<<<<

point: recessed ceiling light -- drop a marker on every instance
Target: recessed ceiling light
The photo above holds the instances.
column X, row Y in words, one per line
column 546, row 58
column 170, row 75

>>>>

Copy these items line for line.

point: recessed ceiling light -- drop a marker on every instance
Target: recessed ceiling light
The photo above holds the instances.
column X, row Y in words, one per line
column 546, row 58
column 170, row 75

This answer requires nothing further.